Текст:
Было бы очевидным преувеличением квалифицировать Максимилиана Волошина как крупного философа первой трети XX века, подтягивая его к калибру Бергсона или Джемса, Лосского или Франка. Вместе с тем я отваживаюсь утверждать, что это фигура философски уникальная и что в ее уникальности содержится зерно долгосрочной влиятельности. Я отваживаюсь также предложить термин для определения уникальности Волошина в понимании человека и его жизненного мира, а именно космоперсонализм.

Есть основания отнести Волошина к традиции русского космизма. Об этом в последние годы говорилось, и немало. Куда труднее увидеть, что Волошин был ‘белой вороной’ русского космизма.

Несколько строк
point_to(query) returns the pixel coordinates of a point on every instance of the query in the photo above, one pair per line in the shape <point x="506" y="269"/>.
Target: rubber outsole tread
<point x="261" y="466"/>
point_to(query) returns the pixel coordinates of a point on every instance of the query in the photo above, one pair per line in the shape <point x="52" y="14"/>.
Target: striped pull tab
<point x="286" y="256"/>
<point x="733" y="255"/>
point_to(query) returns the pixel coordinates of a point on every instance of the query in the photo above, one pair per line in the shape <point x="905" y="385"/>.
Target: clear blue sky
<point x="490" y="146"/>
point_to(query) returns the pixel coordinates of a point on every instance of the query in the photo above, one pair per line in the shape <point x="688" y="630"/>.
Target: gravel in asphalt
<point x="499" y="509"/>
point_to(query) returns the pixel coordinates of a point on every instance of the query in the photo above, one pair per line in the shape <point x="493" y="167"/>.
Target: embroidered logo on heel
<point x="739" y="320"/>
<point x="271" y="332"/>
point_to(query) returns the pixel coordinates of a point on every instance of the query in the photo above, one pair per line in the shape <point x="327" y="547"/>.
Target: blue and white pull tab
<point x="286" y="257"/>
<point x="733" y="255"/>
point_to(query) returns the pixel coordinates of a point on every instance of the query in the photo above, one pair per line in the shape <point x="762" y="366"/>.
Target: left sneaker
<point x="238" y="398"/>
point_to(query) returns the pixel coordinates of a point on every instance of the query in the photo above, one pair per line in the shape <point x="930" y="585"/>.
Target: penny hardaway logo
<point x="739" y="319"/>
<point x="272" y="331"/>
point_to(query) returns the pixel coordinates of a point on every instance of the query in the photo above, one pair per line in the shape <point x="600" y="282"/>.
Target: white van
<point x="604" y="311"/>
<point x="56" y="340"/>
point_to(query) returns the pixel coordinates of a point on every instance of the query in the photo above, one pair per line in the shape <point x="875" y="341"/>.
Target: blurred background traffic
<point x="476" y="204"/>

Задание 1: Повторите дословно фрагмент текста о Волошине, начиная со слов «Есть основания отнести» и далее вплоть до слов «вороной’ русского космизма.».
Задание 2: Какой термин предлагается в тексте о Волошине для определения его уникальности в понимании человека и его жизненного мира?
Задание 3: Изложите суть текста о Волошине в двух предложениях.

Ответ 1:
Есть основания отнести Волошина к традиции русского космизма. Об этом в последние годы говорилось, и немало. Куда труднее увидеть, что Волошин был ‘белой вороной’ русского космизма.

Ответ 2: Космоперсонализм.

Ответ 3: Волошина нельзя назвать крупным философом калибра Бергсона или Джемса, но он фигура философски уникальная, и для этой уникальности предложен термин «космоперсонализм». Есть основания отнести Волошина к традиции русского космизма, хотя в ней он был «белой вороной».